• _Given information_
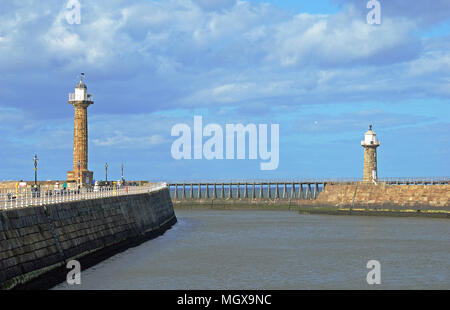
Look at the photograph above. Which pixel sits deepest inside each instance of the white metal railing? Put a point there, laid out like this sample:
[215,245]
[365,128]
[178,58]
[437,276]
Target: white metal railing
[88,97]
[22,198]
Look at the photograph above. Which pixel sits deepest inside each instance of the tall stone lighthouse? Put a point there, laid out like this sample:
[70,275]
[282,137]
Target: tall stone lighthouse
[370,145]
[81,100]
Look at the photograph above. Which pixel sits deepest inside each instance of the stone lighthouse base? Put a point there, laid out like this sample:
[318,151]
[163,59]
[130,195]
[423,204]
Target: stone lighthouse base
[85,177]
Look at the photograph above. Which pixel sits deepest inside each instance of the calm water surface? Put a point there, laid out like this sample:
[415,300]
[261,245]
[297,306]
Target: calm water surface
[281,250]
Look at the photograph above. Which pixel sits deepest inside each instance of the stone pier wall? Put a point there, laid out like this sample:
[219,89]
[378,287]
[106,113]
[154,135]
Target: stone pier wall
[37,241]
[383,195]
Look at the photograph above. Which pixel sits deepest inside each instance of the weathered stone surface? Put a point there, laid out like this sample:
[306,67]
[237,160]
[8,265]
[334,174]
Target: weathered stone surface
[386,195]
[39,237]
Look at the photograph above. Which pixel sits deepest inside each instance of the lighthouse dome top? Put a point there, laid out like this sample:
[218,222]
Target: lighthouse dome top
[370,138]
[81,85]
[370,131]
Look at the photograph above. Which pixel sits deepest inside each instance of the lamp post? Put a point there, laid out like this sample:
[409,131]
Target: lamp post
[106,172]
[35,187]
[36,160]
[79,173]
[122,173]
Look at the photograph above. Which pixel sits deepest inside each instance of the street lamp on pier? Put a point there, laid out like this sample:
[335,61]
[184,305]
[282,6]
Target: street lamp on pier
[106,172]
[35,189]
[122,174]
[79,173]
[36,160]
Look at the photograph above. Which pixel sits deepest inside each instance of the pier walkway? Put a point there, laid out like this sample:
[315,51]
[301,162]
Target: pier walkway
[275,188]
[21,198]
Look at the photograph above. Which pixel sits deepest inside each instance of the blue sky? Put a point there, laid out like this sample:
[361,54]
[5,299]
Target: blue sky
[314,67]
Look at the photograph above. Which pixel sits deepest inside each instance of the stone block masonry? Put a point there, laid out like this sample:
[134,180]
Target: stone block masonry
[37,242]
[383,195]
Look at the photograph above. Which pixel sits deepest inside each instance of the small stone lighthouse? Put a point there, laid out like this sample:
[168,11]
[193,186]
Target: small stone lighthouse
[81,100]
[370,145]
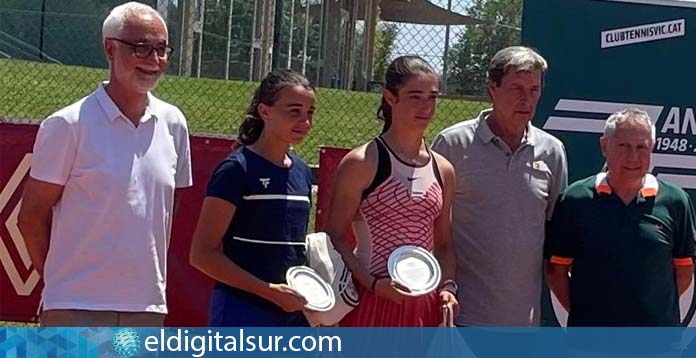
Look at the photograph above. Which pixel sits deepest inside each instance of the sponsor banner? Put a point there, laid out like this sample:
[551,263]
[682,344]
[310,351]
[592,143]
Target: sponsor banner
[590,79]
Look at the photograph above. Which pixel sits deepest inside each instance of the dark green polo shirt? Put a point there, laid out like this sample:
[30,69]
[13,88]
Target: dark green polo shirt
[622,256]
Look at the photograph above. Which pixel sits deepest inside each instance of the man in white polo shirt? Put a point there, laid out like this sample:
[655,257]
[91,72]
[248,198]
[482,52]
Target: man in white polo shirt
[97,210]
[509,175]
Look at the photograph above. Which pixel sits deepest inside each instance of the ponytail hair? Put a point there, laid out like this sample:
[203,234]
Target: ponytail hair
[267,93]
[399,71]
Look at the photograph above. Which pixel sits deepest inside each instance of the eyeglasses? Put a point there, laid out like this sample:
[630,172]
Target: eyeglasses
[142,50]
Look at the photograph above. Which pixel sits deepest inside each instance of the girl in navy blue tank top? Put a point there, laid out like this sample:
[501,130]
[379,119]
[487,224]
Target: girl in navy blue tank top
[254,218]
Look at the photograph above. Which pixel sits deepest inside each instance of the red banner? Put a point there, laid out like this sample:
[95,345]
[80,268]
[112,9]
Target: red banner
[329,158]
[20,285]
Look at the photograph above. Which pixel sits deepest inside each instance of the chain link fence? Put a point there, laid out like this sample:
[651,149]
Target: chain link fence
[51,55]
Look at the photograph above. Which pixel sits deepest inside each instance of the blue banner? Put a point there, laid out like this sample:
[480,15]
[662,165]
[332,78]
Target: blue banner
[347,342]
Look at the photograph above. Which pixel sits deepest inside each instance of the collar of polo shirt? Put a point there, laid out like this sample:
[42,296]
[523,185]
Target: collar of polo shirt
[650,185]
[111,109]
[486,134]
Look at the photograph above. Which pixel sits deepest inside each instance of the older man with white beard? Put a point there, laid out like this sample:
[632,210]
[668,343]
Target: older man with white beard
[97,210]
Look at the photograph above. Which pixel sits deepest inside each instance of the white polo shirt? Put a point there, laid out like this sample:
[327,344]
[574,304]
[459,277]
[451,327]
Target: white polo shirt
[111,227]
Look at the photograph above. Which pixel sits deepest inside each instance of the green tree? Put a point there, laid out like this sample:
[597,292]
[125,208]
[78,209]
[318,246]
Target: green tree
[385,41]
[475,47]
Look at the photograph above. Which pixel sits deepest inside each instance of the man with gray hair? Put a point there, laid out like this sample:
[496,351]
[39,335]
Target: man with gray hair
[509,175]
[98,207]
[627,236]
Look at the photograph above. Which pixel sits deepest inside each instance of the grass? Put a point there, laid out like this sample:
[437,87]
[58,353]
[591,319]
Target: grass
[32,90]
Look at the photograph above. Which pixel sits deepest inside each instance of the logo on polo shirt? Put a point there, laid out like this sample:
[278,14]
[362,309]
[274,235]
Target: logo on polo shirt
[18,267]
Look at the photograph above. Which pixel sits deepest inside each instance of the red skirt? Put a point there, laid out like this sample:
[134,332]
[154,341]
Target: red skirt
[375,311]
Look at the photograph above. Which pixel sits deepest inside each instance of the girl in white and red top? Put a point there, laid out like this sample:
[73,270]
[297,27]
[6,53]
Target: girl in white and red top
[395,191]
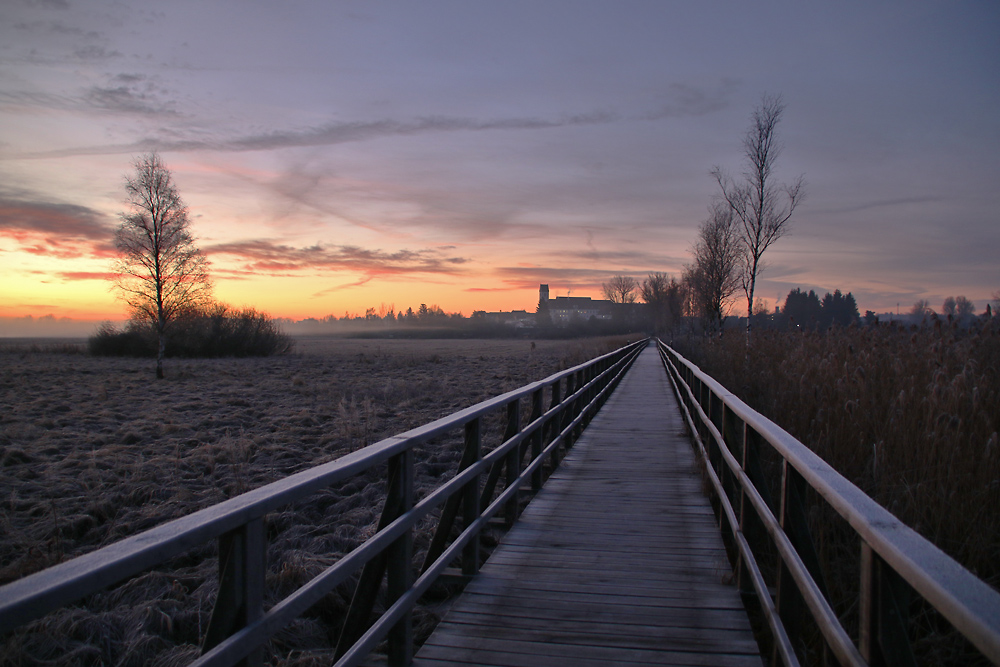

• _Task brief_
Copy out in full every line of the rows above that contains the string "street", matching case exactly.

• _Exercise response_
Look at the photograph above. Which pixel sits deepest inside each instance of the street lamp on pier? Put a point there, laid out like this sample:
Target: street lamp on pier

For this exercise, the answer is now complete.